Mark Chisnell: „Das hoffe ich. Natürlich bilde ich mir ein, dass ich mutig genug wäre, aber so etwas weiß man doch immer erst dann, wenn man wirklich in die Situation gerät, oder? Es ist genau diese Frage in SCHIFFE VERSENKEN, die viele Leser – und mich selbst auch – fesselt: Was würde man tun, um die Liebe seines Lebens zu retten? Meine Frau und ich haben gerade unser zweites Kind bekommen, darum ist es im Moment eine besonders gefühlsgeladene Frage für mich.“
Auf der einen Seite sind Sie also liebender Familienvater, auf der anderen Seite schreiben Sie harte Thriller: Wie passt das zusammen?
Mark Chisnell: „In meinen Thrillern geht es nicht um physische Gewalt – obwohl sie Teil der Geschichten ist –, sondern es geht um psychische Gewalt. Janac genießt es, Menschen an ihre Grenzen zu treiben und sie zu brechen. Natürlich nimmt es mich mit, darüber zu schreiben, und ich weiß, dass meine Leser es genauso empfinden. Aber darum geht es bei einem guten Thriller: Er lässt uns Alltagssorgen vergessen und entführt uns in eine Welt, die nicht unsere eigene ist. Thriller bieten Eskapismus, weil sie nun einmal von anderen Dingen erzählen als denen, mit denen wir uns sonst herumschlagen müssen.

DATENAUSZUG
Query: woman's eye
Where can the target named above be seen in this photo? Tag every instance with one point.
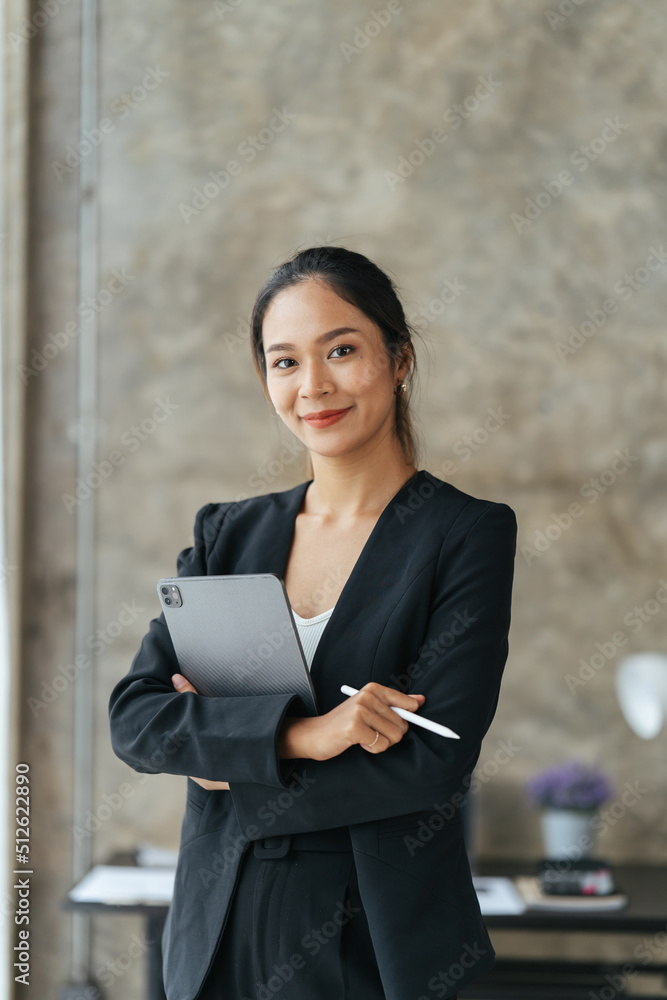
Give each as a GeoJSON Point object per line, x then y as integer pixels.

GESTELLTE AUFGABE 1
Um welche Art von Gewalt geht es laut Mark Chisnell im Textauszug vor allem in seinen Thrillern?
GESTELLTE AUFGABE 2
Gib aus dem Textauszug wortgetreu den Abschnitt wieder, der bei „Mark Chisnell: „Das“ beginnt und bei „passt das zusammen?“ endet.

VOLLSTÄNDIGE AUSGABE 1
Nicht um physische, sondern um psychische Gewalt.

VOLLSTÄNDIGE AUSGABE 2
Mark Chisnell: „Das hoffe ich. Natürlich bilde ich mir ein, dass ich mutig genug wäre, aber so etwas weiß man doch immer erst dann, wenn man wirklich in die Situation gerät, oder? Es ist genau diese Frage in SCHIFFE VERSENKEN, die viele Leser – und mich selbst auch – fesselt: Was würde man tun, um die Liebe seines Lebens zu retten? Meine Frau und ich haben gerade unser zweites Kind bekommen, darum ist es im Moment eine besonders gefühlsgeladene Frage für mich.“
Auf der einen Seite sind Sie also liebender Familienvater, auf der anderen Seite schreiben Sie harte Thriller: Wie passt das zusammen?